Records from a data collection:
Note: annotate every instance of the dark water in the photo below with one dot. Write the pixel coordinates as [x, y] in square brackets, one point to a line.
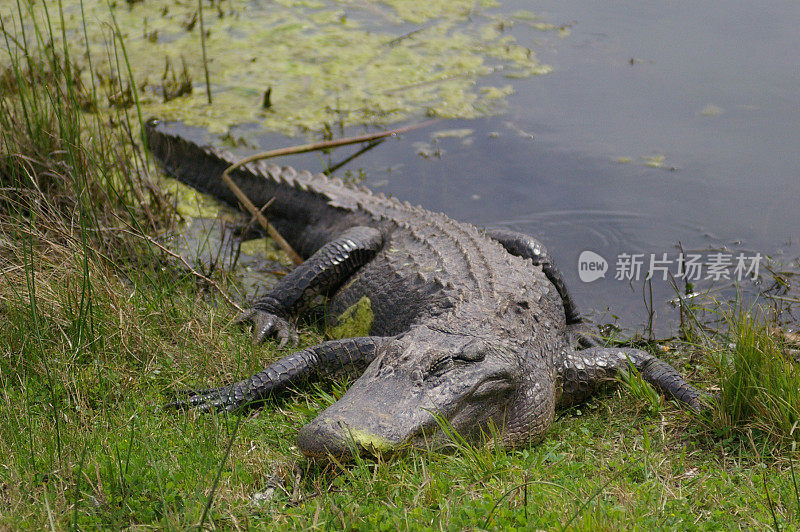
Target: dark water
[634, 79]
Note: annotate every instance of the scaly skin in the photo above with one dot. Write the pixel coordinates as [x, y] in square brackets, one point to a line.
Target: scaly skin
[469, 326]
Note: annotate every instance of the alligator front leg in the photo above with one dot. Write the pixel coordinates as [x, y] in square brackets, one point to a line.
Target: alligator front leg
[322, 273]
[582, 372]
[333, 359]
[527, 247]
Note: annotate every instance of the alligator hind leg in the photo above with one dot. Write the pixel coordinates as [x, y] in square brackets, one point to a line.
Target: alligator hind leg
[332, 359]
[582, 372]
[322, 273]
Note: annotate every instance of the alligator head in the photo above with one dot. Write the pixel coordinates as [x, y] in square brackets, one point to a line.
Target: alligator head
[420, 379]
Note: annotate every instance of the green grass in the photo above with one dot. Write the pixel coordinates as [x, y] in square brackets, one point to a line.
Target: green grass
[98, 328]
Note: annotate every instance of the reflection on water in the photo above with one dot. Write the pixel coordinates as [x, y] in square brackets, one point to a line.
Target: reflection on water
[662, 123]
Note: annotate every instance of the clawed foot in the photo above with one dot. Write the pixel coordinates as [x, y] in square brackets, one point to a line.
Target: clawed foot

Problem: Begin with the line above that has "Note: annotate every instance of the scaly" and continue through the line that has "Note: annotate every instance of the alligator front", setting each one down exactly. Stop there.

Task result:
Note: annotate every instance of the scaly skin in the photo above with one dot. Write the pixel coordinates as [x, y] in square brackets, one point to a line.
Target: scaly skin
[469, 326]
Note: annotate every instance of the alligator front leg in the photo above with one dot. Write the pixel coordinates as [x, y] in square brackets, one point to a line.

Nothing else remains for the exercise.